[Task A] In the text on the Finnegans Wake launch, start at the words "The driving force" and end after "Rose and O’Hanlon.", and give that stretch again with "tribute" swapped for "homage".

[Supplied text]
++++++++++
The driving force behind the book launch in Sydney was the John Hume Institute for Global Irish Studies at UNSW. Its director, Professor Ronan McDonald, paid particular tribute to the work of Rose and O’Hanlon.
“Cleaning up Joyce’s contaminated masterpiece was a monumental task, the work of 30 years scrupulous editorial scholarship,” he said. “With 9000 small but crucial changes to the originally published edition, this work of loving erudition, incarnated in a beautiful new volume published by Houyhnmhnm Press, allows Joyce’s original intention to shine with immaculate brilliance.”
Leading Australian writer Gail Jones, professor of literature at the University of Western Sydney and prize-winning author of the luminous Five Bells, gave the keynote address honouring Joyce and Finnegans Wake, saying they had strongly influenced her and her work.
She spoke of the many Australian references in the Wake, suggesting they were usually a trope of exile. “As well as figuring what the English do to their criminal classes, Joyce is imagining a kind of radical otherness – as far-fetched, antipodean and exemplary of a certain absurdist destiny.”
++++++++++
[Data lines]

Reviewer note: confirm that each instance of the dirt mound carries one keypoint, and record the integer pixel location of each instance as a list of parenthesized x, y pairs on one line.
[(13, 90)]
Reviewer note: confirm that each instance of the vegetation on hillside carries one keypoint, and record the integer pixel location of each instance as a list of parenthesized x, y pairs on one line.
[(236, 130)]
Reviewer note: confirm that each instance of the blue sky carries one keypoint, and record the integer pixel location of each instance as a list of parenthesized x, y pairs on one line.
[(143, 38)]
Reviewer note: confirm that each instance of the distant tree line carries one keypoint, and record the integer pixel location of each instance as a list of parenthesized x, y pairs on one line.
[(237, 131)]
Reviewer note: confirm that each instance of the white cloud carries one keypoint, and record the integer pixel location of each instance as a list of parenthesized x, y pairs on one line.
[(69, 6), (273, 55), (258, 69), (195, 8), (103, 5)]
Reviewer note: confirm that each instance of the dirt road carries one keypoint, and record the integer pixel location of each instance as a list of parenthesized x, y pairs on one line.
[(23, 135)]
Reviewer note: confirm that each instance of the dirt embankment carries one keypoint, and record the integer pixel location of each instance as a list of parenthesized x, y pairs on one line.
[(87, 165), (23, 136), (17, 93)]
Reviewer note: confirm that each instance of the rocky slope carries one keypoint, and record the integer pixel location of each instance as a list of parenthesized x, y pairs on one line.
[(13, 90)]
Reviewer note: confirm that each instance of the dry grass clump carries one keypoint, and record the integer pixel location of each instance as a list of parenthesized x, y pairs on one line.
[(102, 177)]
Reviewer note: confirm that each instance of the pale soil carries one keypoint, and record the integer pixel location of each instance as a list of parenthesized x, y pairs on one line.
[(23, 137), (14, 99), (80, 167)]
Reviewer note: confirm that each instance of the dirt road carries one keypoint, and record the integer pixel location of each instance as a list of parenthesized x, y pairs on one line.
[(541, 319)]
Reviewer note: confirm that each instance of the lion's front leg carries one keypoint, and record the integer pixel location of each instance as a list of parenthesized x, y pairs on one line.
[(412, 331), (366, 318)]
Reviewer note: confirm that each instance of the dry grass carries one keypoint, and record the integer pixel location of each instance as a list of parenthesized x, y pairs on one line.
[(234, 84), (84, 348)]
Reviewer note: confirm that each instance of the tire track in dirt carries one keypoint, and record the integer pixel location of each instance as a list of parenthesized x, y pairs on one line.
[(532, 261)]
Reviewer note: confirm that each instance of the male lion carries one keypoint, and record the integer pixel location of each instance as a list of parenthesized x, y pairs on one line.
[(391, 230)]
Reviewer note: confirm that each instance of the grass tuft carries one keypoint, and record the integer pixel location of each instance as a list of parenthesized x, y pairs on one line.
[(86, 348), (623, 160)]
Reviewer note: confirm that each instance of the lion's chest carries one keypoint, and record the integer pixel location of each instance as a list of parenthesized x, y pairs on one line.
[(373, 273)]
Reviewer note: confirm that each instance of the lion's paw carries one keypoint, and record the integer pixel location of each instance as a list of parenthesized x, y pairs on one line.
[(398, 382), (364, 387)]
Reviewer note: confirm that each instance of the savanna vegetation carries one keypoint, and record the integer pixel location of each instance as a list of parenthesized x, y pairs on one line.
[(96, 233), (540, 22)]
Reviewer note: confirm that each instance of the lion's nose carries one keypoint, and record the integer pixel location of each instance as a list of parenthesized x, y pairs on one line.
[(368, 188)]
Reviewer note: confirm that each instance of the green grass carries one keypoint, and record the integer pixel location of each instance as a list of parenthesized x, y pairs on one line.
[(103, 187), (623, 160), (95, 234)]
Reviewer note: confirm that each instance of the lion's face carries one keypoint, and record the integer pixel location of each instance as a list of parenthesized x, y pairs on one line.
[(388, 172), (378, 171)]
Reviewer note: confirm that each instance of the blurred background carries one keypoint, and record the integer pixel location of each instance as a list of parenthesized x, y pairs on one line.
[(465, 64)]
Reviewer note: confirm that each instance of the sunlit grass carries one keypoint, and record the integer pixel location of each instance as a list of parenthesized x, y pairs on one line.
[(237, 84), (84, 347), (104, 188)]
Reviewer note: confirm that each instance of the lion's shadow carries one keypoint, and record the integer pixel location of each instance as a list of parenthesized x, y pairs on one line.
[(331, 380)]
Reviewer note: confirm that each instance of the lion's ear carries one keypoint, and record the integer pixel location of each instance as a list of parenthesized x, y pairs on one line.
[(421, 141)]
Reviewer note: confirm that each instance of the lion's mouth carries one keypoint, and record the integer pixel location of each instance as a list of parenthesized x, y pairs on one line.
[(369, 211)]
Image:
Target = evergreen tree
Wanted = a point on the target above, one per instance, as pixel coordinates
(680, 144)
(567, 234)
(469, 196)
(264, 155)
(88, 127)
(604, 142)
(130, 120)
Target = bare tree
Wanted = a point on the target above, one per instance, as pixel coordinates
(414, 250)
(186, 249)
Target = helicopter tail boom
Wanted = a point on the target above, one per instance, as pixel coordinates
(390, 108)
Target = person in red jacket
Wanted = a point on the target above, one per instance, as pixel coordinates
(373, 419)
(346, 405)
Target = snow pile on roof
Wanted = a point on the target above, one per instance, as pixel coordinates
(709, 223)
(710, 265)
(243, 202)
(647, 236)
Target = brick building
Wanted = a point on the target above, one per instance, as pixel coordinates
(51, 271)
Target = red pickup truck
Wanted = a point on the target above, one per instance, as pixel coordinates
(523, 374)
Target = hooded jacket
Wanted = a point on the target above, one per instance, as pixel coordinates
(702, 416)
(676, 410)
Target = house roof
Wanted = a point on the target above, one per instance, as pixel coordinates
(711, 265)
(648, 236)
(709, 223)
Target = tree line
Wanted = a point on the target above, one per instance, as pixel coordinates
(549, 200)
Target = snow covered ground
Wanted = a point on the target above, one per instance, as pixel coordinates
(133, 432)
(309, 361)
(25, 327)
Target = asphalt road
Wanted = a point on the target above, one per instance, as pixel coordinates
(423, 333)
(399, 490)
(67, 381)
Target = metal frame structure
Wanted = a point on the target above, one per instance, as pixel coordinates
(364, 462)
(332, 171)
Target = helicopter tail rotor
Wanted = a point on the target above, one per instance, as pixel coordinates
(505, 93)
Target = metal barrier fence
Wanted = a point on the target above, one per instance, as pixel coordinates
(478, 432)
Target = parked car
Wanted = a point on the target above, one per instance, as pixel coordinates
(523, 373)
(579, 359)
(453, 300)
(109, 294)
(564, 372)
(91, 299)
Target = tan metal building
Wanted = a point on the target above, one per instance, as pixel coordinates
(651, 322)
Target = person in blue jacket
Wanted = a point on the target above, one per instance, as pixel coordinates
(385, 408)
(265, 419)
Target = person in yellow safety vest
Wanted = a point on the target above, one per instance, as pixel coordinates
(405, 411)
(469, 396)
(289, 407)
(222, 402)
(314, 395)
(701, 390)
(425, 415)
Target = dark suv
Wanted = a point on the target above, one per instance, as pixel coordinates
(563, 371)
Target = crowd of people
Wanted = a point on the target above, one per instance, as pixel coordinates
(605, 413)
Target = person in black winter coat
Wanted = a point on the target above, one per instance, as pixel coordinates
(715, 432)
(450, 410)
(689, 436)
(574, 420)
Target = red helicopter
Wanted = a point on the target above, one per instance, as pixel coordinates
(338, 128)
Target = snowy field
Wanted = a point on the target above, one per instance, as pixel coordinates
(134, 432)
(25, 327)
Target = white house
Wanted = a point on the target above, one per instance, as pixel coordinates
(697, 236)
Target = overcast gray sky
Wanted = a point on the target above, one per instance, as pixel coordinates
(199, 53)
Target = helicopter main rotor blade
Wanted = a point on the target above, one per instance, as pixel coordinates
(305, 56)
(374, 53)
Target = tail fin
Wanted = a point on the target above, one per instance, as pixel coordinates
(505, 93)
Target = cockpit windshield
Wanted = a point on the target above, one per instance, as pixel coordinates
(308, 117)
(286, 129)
++++++++++
[Task B] Resize the entries from their first line through the line containing "[(69, 6), (273, 55), (258, 69), (195, 8), (103, 5)]", both ends included, and give back only those lines, requests and all. Multiply every coordinate in the answers by 0.55 and round each result to a whole number, with halves going up.

[Full response A]
The driving force behind the book launch in Sydney was the John Hume Institute for Global Irish Studies at UNSW. Its director, Professor Ronan McDonald, paid particular homage to the work of Rose and O’Hanlon.

[Full response B]
Reviewer note: confirm that each instance of the dirt mound carries one keypoint, and record the integer pixel location of each instance as a list of parenthesized x, y pairs on one line.
[(7, 50)]
Reviewer note: confirm that each instance of the vegetation on hillside carries one keypoint, and record the integer pixel location of each instance as a list of parenthesized x, y pairs on one line.
[(130, 72)]
Reviewer note: confirm that each instance of the blue sky carries one keypoint, and record the integer pixel location of each instance as a list of parenthesized x, y pairs on one line.
[(79, 21)]
Reviewer note: confirm that each instance of the distant tree line carries one keypoint, and record the integer pixel location of each instance as a list of parenthesized x, y pairs on one line.
[(130, 72)]
Reviewer note: confirm that each instance of the white cloud carries one keypoint, and record the integer pixel location of each instance as a list of parenthesized x, y pairs on one line.
[(38, 3), (150, 30), (142, 38), (107, 4), (57, 3)]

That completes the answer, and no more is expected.